DATA EXTRACT Start Marker
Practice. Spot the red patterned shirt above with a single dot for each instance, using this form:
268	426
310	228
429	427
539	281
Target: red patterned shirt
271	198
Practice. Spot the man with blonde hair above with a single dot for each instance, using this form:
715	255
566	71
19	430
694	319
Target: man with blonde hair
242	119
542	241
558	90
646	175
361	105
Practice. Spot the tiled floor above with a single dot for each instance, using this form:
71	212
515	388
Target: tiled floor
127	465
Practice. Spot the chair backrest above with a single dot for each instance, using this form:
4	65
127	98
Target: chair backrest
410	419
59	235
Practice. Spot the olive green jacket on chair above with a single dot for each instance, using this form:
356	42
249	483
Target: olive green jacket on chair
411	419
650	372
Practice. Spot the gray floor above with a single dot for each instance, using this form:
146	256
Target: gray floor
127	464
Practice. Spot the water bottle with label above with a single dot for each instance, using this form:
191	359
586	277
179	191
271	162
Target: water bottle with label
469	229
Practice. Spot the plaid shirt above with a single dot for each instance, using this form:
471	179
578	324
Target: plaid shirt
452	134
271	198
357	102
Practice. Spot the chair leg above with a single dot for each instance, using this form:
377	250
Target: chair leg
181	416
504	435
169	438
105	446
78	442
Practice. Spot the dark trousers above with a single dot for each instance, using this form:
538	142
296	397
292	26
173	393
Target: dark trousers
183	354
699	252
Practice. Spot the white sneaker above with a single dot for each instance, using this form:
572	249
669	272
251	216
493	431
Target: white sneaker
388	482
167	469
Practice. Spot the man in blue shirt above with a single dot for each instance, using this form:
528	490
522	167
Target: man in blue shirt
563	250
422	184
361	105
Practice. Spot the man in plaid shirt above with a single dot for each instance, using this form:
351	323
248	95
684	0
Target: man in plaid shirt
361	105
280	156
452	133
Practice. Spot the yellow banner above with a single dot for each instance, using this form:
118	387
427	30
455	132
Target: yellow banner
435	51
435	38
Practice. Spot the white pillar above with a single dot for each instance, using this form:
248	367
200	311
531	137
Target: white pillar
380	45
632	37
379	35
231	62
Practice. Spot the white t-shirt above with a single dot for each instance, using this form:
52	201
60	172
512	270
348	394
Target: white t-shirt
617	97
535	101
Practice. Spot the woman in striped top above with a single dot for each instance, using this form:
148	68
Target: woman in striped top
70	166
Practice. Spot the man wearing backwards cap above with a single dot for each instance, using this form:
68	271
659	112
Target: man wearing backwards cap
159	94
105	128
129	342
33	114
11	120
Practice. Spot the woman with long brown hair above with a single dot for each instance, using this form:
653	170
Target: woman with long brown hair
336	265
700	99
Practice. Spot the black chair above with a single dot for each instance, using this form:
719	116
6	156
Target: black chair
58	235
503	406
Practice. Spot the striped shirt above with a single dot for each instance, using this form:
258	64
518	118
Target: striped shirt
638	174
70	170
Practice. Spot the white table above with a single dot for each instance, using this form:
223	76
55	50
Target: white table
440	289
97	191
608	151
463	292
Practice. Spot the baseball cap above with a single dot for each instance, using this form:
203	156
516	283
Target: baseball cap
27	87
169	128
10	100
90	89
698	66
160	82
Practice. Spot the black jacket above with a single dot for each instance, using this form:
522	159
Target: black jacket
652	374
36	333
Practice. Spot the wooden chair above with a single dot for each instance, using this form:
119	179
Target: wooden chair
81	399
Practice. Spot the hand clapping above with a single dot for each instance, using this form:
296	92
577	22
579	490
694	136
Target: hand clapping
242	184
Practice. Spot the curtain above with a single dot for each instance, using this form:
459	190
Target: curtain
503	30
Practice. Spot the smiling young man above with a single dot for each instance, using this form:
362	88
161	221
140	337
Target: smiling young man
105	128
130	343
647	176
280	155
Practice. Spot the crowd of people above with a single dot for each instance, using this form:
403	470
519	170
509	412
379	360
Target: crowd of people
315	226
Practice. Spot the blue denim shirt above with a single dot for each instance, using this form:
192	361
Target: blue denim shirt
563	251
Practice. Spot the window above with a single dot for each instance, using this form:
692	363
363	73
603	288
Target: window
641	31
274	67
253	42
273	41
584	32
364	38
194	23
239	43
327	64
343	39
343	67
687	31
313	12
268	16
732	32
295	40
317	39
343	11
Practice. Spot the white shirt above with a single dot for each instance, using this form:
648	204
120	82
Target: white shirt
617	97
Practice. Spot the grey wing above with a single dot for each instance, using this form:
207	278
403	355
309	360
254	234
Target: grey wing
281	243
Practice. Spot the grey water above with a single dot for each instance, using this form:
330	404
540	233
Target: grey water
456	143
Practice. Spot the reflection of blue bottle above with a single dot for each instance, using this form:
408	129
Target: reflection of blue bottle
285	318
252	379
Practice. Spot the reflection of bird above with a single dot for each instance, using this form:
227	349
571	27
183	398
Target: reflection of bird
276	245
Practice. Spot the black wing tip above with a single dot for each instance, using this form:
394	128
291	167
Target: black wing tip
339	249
DATA EXTRACT End Marker
### WORK TASK
What is needed is a verbatim copy of the data, complete from first line to last.

### TASK SOLUTION
Practice. Spot the red patterned shirt above with a single dot for each instance, using this form:
268	426
310	228
429	427
539	281
Target: red patterned shirt
271	198
Practice. Spot the man with blonde hair above with a single dot for each instance, using this form:
715	255
566	71
19	430
694	319
Target: man with blonde hair
242	119
542	241
558	90
646	175
361	105
Practice. Spot the tiled floor above with a single dot for each instance, using this form:
71	212
515	388
Target: tiled floor
127	465
Practice. Spot the chair backrest above with a single dot for each instance, using this form:
4	65
127	98
Target: chair backrest
410	419
59	235
Practice. Spot the olive green jacket on chair above with a single dot for each instance, using this form:
356	42
249	483
Target: olive green jacket on chair
411	419
650	372
Practice. Spot the gray floor above with a single dot for each instance, using this form:
146	256
Target: gray floor
127	464
Practice. Spot the water bottle with label above with a single dot for each instance, using this form:
191	359
586	277
179	191
271	162
Target: water bottle with label
469	229
Practice. Spot the plaid shirt above with a single dot for each instance, using this form:
471	179
578	324
Target: plaid shirt
452	134
271	198
357	102
Practice. Spot the chair leg above with a single dot for each instance, using this form:
377	250
Target: chair leg
181	416
504	435
169	438
105	446
78	442
Practice. Spot the dark trousers above with a single dot for each instance, using this form:
538	142
296	397
292	26
173	393
Target: dark trousers
183	354
699	252
Practice. Spot the white sneaker above with a single dot for each instance, using this form:
572	249
669	272
251	216
493	431
Target: white sneaker
388	482
167	469
Practice. Spot the man in blue shirt above with a single dot for each instance, using this form:
528	490
522	167
Target: man in blue shirt
563	250
422	184
361	105
Practice. Spot the man in plaid shirt above with a single dot for each instance, using this form:
351	323
248	95
684	0
Target: man in plaid shirt
361	105
280	156
452	133
Practice. Spot the yellow banner above with a single dot for each instance, using this form:
118	387
427	30
455	132
Target: yellow banner
435	51
435	38
Practice. Spot the white pillar above with a single dot for each instance, using this form:
248	367
200	311
531	137
Target: white pillar
380	45
632	37
379	35
231	62
Practice. Spot the white t-shirt above with a single dot for each instance, using this form:
52	201
60	172
512	270
348	394
Target: white t-shirt
617	97
535	101
Practice. Spot the woman in striped top above with a single dot for each instance, using this form:
148	68
Target: woman in striped top
70	166
Practice. Spot the man wearing backwards cap above with a single dot for each instance, using this form:
68	271
659	112
Target: man wearing backwards cap
159	94
105	128
129	342
33	114
11	120
Practice. Spot the woman with long brown hair above with a single dot for each instance, using this form:
653	170
Target: woman with long brown hair
336	265
700	99
Practice. Spot the black chair above with a single dot for each instance, using this form:
719	116
6	156
Target: black chair
58	235
503	406
Practice. Spot the striped shirt above with a single dot for each instance, using this form:
258	64
518	118
Target: striped shirt
638	174
70	170
Practice. Spot the white table above with a single dot for each instance, using this form:
223	76
55	50
Target: white table
440	289
97	191
608	151
463	292
Practice. Spot the baseball cap above with a single dot for each instance, using this form:
203	156
516	283
Target: baseball cap
27	87
169	128
10	100
90	89
698	66
160	82
Practice. Spot the black jacket above with a single dot for each instance, using this form:
522	159
Target: black jacket
652	374
36	333
Practice. Spot the wooden chair above with a single dot for each instance, using this form:
119	179
Target: wooden chair
81	399
Practice. Spot the hand clapping above with a single dot for each instance, using this form:
296	92
577	22
579	490
694	136
Target: hand clapping
242	184
Practice. Spot the curtain above with a single dot for each instance, using this form:
459	190
Target: curtain
503	30
Practice. Spot the smiling young man above with a single dot for each instance, using this form:
362	88
161	221
140	337
Target: smiling young man
105	128
130	343
647	176
280	155
Practice. Spot the crowd of people above with a single dot for each instance, using this form:
403	470
519	170
509	412
379	360
Target: crowd of people
315	226
Practice. Spot the blue denim shirt above with a single dot for each instance, using this form:
192	361
Target: blue denim shirt
563	251
Practice. Spot the window above with a single dot for each instance, using this form:
692	363
363	73
603	288
Target: window
641	31
274	67
253	42
273	41
584	32
364	38
194	23
239	43
327	64
343	39
343	67
687	31
313	12
268	16
732	32
295	40
317	39
343	11
Practice. Spot the white shirt above with a single dot for each instance, using this form:
648	204
120	82
Target: white shirt
617	97
Practice. Spot the grey wing above with a single dot for each instance, using this form:
207	278
403	355
309	360
254	234
Target: grey wing
281	243
Practice. Spot the grey water above with a single dot for each instance, using this form:
330	404
540	233
Target: grey water
456	143
Practice. Spot the reflection of blue bottle above with a single dot for each instance, using this form:
408	129
Target: reflection of blue bottle
285	318
252	379
Practice. Spot the reflection of bird above with a single dot for each instance, using this form:
227	349
571	27
183	398
Target: reflection of bird
276	245
Practice. Spot the black wing tip above with a single dot for each instance, using this form:
394	128
291	167
Target: black wing tip
339	249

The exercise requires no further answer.